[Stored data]
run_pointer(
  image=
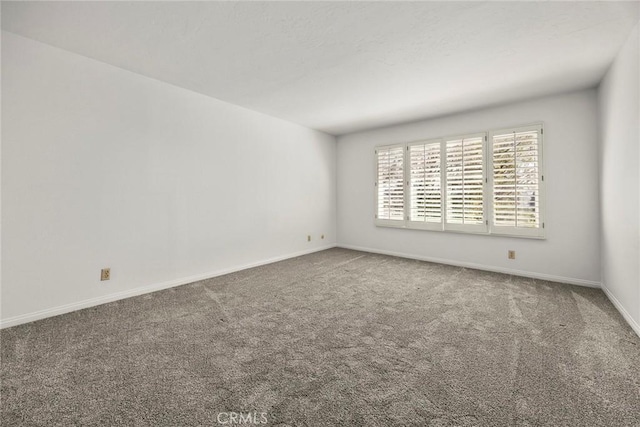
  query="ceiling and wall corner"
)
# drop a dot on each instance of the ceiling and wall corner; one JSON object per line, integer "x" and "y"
{"x": 341, "y": 67}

▸ Your instructions
Print out every entry above without changing a word, and leave out the pictures.

▸ Response box
run_pointer(
  image=
  query="ceiling and wall corner"
)
# drop a dot on each instance of the ceiling and wall corner; one JSON object per line, integer "x" and "y"
{"x": 341, "y": 67}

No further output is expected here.